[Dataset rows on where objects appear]
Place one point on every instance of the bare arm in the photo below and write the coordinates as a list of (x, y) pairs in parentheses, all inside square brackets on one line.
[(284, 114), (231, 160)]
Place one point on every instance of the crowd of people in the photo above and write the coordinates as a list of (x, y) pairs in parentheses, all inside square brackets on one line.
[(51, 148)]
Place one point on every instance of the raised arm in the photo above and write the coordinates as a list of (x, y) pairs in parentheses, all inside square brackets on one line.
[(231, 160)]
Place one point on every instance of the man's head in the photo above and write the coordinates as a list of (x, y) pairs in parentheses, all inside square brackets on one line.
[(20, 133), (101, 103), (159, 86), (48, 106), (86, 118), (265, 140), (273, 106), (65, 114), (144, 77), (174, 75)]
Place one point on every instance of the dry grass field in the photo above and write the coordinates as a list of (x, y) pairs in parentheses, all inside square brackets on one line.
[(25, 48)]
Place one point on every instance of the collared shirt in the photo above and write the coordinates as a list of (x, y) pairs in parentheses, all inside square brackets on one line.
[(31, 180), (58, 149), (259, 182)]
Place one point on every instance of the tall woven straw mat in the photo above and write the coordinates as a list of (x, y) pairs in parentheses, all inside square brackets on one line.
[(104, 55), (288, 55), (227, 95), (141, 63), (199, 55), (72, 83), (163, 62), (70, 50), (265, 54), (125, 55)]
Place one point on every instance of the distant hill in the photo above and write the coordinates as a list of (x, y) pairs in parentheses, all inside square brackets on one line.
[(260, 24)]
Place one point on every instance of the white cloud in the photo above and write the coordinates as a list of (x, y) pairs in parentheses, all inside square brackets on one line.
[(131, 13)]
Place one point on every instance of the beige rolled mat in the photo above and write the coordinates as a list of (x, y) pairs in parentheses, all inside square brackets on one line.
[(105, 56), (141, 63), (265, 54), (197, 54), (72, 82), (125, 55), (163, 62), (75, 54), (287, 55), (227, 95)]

Requirement: Rewrite the lines from the one with "Place one point on every instance of the collared" to the one with "[(131, 13)]", replacing "white cloud" with "gray cloud" and keeping everything else the same.

Answer to this task:
Place one point on every instance of the collared shirt in the photo above and write the coordinates as a list of (x, y) pairs in parentheses, all inside square brackets on one line.
[(31, 180), (58, 149), (259, 182)]
Place one point on every instance of the tall woven straw mat in the photo above and write the coordinates as a list of (x, y) pairs in parentheses, all inside square brackets on one line.
[(104, 55), (288, 55), (227, 95), (141, 63), (199, 55), (72, 83), (163, 62), (70, 50), (265, 54), (125, 55)]
Place one point on every instance of the distant hill in the photo above and write the coordinates as a list of (x, y) pairs in parentheses, all inside square brackets on one line.
[(260, 24)]
Place one point on every instance of the gray cloud in the photo above and write the coordinates as a list of (x, y) pairs in parentheses, all inside square brackets on one line.
[(131, 13)]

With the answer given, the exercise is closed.